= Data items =

────────────────

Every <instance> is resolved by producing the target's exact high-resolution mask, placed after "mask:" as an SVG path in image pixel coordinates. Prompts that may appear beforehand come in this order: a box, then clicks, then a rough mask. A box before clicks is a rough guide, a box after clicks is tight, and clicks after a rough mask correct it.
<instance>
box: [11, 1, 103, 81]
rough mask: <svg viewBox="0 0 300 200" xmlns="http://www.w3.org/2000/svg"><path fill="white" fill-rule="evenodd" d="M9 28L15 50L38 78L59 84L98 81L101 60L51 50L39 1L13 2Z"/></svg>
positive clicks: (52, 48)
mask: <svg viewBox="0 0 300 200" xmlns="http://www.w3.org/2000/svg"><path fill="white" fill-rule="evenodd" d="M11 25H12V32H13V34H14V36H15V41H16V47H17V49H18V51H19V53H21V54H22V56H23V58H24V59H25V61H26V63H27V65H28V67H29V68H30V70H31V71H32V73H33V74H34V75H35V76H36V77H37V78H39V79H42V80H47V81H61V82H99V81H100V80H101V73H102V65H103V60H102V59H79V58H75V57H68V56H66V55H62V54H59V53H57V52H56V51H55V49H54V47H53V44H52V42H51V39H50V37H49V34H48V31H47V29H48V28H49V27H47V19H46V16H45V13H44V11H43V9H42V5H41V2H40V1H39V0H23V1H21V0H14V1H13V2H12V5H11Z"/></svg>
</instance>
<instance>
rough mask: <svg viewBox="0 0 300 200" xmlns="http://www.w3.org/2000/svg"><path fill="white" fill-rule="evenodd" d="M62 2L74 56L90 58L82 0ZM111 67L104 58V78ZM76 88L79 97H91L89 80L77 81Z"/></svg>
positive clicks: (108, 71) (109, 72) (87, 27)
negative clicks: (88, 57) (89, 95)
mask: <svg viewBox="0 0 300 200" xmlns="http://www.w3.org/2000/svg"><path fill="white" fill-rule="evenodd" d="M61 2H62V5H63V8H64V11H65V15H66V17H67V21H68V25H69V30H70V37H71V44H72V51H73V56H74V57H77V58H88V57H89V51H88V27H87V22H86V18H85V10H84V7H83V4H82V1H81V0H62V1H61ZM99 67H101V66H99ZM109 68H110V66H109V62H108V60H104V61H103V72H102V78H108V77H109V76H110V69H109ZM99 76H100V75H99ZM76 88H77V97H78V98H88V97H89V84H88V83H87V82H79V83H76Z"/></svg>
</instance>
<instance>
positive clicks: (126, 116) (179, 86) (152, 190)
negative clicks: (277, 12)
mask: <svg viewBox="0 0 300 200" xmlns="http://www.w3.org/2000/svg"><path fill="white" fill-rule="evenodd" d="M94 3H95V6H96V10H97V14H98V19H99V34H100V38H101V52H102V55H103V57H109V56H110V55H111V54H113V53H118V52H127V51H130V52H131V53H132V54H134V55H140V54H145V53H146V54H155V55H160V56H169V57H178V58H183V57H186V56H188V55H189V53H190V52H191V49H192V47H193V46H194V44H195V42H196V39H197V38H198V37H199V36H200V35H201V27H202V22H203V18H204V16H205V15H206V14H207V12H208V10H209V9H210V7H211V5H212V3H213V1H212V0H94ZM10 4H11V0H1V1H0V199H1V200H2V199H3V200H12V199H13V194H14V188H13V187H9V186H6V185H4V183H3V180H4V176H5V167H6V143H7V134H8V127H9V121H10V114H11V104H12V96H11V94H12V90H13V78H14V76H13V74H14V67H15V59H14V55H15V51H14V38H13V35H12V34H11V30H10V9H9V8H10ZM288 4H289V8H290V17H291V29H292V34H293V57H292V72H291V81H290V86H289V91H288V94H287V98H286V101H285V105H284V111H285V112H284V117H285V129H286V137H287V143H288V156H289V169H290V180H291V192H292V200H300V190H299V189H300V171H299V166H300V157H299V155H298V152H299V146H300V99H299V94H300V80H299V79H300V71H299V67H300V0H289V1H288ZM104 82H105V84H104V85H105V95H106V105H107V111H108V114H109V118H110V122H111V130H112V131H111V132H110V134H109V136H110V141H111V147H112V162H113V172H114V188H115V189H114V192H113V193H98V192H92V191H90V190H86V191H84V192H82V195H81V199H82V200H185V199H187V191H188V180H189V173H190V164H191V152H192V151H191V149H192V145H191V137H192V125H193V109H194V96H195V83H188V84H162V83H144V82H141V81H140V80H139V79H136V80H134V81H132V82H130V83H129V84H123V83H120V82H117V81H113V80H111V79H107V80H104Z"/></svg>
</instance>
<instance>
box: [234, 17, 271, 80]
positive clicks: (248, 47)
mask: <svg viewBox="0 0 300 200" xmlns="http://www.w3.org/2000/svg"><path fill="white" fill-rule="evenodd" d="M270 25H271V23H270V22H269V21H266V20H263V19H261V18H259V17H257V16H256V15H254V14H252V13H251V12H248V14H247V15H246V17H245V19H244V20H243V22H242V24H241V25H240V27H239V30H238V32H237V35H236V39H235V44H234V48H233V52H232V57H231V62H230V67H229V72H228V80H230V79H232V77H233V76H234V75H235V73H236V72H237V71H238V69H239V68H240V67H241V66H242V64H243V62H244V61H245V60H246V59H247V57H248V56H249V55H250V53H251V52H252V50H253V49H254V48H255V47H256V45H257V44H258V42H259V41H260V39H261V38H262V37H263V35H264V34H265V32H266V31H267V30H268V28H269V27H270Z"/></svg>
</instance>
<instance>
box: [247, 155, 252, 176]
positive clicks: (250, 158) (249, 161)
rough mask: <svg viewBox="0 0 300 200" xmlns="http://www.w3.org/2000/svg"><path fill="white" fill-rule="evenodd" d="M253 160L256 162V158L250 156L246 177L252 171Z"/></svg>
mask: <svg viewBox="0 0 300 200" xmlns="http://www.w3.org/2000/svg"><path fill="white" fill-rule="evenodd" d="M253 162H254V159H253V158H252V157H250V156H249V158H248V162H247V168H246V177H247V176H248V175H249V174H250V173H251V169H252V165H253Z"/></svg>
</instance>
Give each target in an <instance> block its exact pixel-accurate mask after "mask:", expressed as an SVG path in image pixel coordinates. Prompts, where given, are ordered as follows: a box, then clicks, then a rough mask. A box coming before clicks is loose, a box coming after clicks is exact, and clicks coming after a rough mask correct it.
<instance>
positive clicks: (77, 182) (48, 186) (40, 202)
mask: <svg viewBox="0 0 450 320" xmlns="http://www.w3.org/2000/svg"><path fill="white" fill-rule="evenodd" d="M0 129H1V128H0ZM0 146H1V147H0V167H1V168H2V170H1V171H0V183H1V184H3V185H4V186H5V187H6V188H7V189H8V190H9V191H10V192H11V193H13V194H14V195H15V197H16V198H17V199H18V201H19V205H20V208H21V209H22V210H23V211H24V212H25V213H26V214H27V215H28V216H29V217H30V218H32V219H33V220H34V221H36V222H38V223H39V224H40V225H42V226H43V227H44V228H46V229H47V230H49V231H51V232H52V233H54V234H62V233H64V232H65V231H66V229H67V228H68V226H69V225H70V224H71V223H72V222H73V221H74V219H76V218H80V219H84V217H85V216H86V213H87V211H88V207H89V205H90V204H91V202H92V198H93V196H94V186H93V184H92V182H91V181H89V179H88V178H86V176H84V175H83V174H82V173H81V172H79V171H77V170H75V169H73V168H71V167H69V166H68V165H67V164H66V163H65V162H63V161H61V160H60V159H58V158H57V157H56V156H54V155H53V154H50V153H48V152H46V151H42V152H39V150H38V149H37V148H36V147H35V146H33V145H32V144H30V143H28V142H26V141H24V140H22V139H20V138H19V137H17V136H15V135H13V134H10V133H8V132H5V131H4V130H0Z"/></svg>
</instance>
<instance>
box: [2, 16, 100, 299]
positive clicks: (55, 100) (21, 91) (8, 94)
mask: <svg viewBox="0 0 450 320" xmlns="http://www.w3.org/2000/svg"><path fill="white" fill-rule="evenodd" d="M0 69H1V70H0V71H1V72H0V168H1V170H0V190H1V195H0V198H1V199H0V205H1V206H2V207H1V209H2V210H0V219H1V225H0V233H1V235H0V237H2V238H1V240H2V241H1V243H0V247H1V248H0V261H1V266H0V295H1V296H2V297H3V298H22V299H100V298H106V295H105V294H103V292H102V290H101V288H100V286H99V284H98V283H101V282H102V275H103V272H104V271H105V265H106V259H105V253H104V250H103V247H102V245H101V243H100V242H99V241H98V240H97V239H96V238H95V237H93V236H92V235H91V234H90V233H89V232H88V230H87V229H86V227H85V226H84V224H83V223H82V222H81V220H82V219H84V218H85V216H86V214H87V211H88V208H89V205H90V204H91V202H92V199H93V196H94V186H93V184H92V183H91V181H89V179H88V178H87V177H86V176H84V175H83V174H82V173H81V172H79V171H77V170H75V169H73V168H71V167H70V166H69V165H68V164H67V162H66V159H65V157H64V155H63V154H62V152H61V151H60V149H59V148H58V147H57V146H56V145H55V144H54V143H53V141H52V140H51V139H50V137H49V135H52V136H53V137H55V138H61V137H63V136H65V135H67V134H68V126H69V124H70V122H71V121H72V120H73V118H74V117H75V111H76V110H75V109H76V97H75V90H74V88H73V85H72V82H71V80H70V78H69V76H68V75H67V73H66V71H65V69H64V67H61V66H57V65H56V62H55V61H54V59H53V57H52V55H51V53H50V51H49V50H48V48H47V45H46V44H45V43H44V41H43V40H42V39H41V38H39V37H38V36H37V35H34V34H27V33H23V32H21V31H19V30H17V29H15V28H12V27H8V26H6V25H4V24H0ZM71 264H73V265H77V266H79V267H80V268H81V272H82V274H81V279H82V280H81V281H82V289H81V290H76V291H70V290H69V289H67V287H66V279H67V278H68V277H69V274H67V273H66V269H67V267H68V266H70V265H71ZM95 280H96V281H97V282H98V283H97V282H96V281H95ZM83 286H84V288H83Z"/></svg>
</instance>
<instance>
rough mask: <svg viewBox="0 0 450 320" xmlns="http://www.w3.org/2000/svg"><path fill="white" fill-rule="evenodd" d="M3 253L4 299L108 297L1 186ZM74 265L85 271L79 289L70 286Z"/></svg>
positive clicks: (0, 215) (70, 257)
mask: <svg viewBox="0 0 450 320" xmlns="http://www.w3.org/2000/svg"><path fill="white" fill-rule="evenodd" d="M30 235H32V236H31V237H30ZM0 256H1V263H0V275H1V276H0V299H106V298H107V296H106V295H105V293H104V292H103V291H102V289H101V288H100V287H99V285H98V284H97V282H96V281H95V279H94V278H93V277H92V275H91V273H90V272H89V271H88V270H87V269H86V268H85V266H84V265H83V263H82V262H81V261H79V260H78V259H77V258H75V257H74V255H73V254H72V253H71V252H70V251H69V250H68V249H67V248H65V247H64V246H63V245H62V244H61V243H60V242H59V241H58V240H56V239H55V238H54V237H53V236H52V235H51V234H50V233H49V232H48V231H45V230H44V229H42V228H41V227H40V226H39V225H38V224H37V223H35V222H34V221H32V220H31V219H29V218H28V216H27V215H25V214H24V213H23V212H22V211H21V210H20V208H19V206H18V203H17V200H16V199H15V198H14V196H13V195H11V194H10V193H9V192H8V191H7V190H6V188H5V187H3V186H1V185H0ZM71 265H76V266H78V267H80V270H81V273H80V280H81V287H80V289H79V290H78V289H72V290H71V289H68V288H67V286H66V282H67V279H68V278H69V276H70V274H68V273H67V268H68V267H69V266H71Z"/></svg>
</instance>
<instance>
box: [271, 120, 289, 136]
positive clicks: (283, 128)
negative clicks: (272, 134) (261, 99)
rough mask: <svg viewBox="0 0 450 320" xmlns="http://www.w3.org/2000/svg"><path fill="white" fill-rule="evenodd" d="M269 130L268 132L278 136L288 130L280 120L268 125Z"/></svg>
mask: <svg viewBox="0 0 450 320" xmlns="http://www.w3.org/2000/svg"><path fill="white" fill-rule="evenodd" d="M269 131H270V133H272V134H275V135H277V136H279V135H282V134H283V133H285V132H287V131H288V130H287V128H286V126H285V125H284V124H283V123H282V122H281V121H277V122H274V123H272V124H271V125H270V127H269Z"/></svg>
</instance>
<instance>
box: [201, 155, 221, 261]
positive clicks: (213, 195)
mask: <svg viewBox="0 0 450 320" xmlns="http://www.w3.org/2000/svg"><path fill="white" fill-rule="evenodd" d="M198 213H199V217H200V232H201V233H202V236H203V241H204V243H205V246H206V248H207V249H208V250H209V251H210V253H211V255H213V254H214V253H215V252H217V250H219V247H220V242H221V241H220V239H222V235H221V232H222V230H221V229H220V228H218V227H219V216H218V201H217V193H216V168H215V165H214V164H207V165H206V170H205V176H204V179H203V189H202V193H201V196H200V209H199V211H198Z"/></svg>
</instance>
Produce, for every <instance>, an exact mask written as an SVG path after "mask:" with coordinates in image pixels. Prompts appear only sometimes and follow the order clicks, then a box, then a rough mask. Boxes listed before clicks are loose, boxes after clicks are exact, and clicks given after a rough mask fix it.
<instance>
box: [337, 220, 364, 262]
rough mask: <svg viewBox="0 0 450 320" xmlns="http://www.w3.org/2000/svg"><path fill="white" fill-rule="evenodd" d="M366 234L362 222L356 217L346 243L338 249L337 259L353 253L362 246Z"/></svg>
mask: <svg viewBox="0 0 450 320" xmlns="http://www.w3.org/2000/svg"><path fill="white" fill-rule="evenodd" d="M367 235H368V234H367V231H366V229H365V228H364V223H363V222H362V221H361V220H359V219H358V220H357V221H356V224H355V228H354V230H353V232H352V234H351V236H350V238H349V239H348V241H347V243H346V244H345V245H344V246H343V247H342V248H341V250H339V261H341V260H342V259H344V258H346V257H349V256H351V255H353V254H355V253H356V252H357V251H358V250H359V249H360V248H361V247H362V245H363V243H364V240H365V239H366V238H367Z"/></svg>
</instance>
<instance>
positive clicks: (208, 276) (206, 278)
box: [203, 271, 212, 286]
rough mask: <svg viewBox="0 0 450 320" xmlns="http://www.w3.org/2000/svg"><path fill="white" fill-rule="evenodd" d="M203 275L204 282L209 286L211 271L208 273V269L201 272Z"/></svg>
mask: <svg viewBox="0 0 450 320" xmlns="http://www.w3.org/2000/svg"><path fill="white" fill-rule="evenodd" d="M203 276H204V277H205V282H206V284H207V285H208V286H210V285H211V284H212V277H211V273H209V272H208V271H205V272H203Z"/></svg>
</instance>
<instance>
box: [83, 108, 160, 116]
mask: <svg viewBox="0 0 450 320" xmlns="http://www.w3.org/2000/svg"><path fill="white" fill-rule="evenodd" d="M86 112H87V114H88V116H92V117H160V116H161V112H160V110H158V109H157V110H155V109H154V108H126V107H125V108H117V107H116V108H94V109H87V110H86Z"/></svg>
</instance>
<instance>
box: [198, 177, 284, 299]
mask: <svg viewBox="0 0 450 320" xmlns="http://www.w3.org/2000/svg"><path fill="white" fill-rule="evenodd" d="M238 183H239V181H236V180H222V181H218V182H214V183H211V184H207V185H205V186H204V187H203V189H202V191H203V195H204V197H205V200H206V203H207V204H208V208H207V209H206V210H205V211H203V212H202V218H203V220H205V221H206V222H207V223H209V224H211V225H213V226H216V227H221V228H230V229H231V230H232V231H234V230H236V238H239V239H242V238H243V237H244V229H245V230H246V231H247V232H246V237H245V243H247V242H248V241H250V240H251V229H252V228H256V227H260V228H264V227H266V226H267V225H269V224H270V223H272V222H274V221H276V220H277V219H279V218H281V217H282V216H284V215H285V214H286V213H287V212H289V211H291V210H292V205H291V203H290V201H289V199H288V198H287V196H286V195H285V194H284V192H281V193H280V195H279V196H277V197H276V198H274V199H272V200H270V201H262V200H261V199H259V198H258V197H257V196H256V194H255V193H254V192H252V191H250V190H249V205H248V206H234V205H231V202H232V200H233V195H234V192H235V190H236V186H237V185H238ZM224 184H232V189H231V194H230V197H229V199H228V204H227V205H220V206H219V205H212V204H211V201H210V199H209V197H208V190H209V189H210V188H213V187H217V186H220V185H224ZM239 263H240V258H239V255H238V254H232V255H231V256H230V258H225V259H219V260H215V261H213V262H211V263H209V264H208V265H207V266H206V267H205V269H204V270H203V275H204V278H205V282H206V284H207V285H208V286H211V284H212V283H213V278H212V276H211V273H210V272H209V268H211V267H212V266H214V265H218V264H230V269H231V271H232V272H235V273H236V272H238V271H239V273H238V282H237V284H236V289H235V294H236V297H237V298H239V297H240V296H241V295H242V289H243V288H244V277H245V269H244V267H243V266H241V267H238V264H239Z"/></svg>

────────────────

= YOUR OBJECTIVE =
Extract the lines of the material from its beginning through the line containing "positive clicks: (52, 48)", inclusive, and reproduce them verbatim.

= FINISHED TASK =
Every <instance> is resolved by producing the target's exact high-resolution mask, placed after "mask:" as an SVG path in image pixel coordinates. Prompts that may appear beforehand come in this order: a box, then clicks, then a rough mask. A box before clicks is a rough guide, a box after clicks is tight, and clicks after a rough mask correct it.
<instance>
box: [11, 1, 103, 81]
rough mask: <svg viewBox="0 0 300 200" xmlns="http://www.w3.org/2000/svg"><path fill="white" fill-rule="evenodd" d="M9 28L15 50L38 78L59 84L98 81L101 60L51 50L39 1L13 2Z"/></svg>
positive clicks: (52, 48)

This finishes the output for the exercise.